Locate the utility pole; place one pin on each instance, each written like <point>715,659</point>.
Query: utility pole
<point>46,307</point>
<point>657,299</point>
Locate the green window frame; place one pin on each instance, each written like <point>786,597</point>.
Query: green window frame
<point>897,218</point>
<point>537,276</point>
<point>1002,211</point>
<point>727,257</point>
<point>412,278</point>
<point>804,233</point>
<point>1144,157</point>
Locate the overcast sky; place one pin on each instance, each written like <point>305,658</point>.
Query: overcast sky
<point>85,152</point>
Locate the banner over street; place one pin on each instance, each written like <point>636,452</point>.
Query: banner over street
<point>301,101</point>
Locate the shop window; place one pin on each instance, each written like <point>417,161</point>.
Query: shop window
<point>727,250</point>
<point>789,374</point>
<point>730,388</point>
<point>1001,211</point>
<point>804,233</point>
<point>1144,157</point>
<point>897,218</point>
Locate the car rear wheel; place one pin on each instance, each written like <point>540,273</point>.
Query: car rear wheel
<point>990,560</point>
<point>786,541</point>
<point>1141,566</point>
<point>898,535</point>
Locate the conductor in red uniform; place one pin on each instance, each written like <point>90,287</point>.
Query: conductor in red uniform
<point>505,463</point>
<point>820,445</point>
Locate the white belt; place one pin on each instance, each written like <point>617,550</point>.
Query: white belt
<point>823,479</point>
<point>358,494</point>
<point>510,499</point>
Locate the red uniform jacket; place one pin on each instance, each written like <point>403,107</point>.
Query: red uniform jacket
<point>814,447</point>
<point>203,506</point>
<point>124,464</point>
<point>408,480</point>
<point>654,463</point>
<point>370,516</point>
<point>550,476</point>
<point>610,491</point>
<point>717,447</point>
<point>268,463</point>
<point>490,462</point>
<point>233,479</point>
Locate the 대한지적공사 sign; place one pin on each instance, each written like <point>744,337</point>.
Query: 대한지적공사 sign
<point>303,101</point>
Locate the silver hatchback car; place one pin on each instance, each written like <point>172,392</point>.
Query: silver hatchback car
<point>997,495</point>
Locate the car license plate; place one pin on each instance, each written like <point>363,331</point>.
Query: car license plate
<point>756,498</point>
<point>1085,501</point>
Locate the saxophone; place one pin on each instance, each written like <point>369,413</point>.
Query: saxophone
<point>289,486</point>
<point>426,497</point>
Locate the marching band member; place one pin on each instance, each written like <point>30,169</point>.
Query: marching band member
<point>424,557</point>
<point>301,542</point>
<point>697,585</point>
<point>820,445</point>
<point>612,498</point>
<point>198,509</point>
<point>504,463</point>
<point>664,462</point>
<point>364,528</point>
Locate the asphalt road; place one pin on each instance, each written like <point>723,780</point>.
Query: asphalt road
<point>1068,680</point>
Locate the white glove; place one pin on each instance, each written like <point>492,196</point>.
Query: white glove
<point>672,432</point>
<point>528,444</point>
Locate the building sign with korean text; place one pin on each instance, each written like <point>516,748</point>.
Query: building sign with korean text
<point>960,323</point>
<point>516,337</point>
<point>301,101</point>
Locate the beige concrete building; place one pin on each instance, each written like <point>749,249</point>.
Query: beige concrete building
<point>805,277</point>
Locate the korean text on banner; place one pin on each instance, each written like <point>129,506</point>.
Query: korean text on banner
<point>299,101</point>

▬▬▬▬▬▬▬▬▬▬

*About this exercise:*
After reading the lines above, reproduce them all exactly.

*Solution for this task:*
Locate the utility pole; place one pin on each instance, each written like <point>715,659</point>.
Query: utility pole
<point>46,307</point>
<point>657,299</point>
Locate the green window frame; place one pin on each instance, each written like <point>786,597</point>.
Query: green window frame
<point>897,218</point>
<point>537,276</point>
<point>1002,211</point>
<point>727,257</point>
<point>412,278</point>
<point>804,233</point>
<point>1144,157</point>
Locate the overcast sky; place one pin on each instance, each written like <point>305,658</point>.
Query: overcast sky
<point>85,152</point>
Locate the banner over street; place one pin on each instance, each written like <point>636,452</point>.
Query: banner over street
<point>301,101</point>
Locate the shop window; place one pin on each instance, each written like <point>417,161</point>.
Query: shop window
<point>727,250</point>
<point>789,374</point>
<point>730,388</point>
<point>1001,211</point>
<point>804,233</point>
<point>1144,157</point>
<point>897,218</point>
Locate the car rear wheel; place one pin on each instance, each written like <point>540,273</point>.
Query: car rear wheel
<point>990,560</point>
<point>786,541</point>
<point>1141,566</point>
<point>898,535</point>
Locate the conductor in red uniform; place one pin on each instance, each written like <point>90,287</point>.
Query: conductor in red uniform
<point>505,463</point>
<point>820,445</point>
Locate the white belt; place one pin on each instance, each written like <point>617,550</point>.
Query: white belt
<point>823,479</point>
<point>358,494</point>
<point>510,499</point>
Locate the red uniform jacket; place one pin on each instance, each written like <point>403,107</point>.
Query: red uniform jacket
<point>814,447</point>
<point>203,506</point>
<point>124,464</point>
<point>408,480</point>
<point>654,463</point>
<point>370,516</point>
<point>550,476</point>
<point>610,491</point>
<point>717,447</point>
<point>268,463</point>
<point>490,462</point>
<point>233,479</point>
Locate the 대한지적공사 sign; place one pin on each instance, each written like <point>744,337</point>.
Query: 대한지적공사 sign
<point>303,101</point>
Locate the silver hatchback car; place one pin on each instance, each written like <point>172,392</point>.
Query: silver hatchback car
<point>997,495</point>
Locate the car license plate; place one pin on each instance, each written like <point>363,331</point>.
Query: car license plate
<point>756,498</point>
<point>1085,501</point>
Locate the saxophone; place one pin on each instance, each written like <point>369,413</point>.
Query: saxophone
<point>289,486</point>
<point>426,497</point>
Locate the marching band member; place one pin on each instance, each written like <point>30,169</point>.
Query: marching band member
<point>424,557</point>
<point>301,542</point>
<point>697,585</point>
<point>820,445</point>
<point>612,498</point>
<point>198,509</point>
<point>504,463</point>
<point>664,462</point>
<point>364,528</point>
Locate the asphalt road; place one pin on each instance, each written like <point>723,780</point>.
Query: asphalt road
<point>1068,680</point>
Locate the white glove; place one pin on each instance, each written like <point>492,196</point>.
Query: white glove
<point>672,432</point>
<point>528,444</point>
Locate the building sign with korean text; place one pin on each instance, each written like <point>516,748</point>.
Query: building sign with korean text
<point>960,323</point>
<point>516,337</point>
<point>301,101</point>
Locate the beige concrete building; place one pin on each instance, each written like <point>749,249</point>.
Query: beige concrete building
<point>805,277</point>
Locate the korean text on banner; place one pin on each instance, each written like <point>129,506</point>.
Query: korean text on banner
<point>299,101</point>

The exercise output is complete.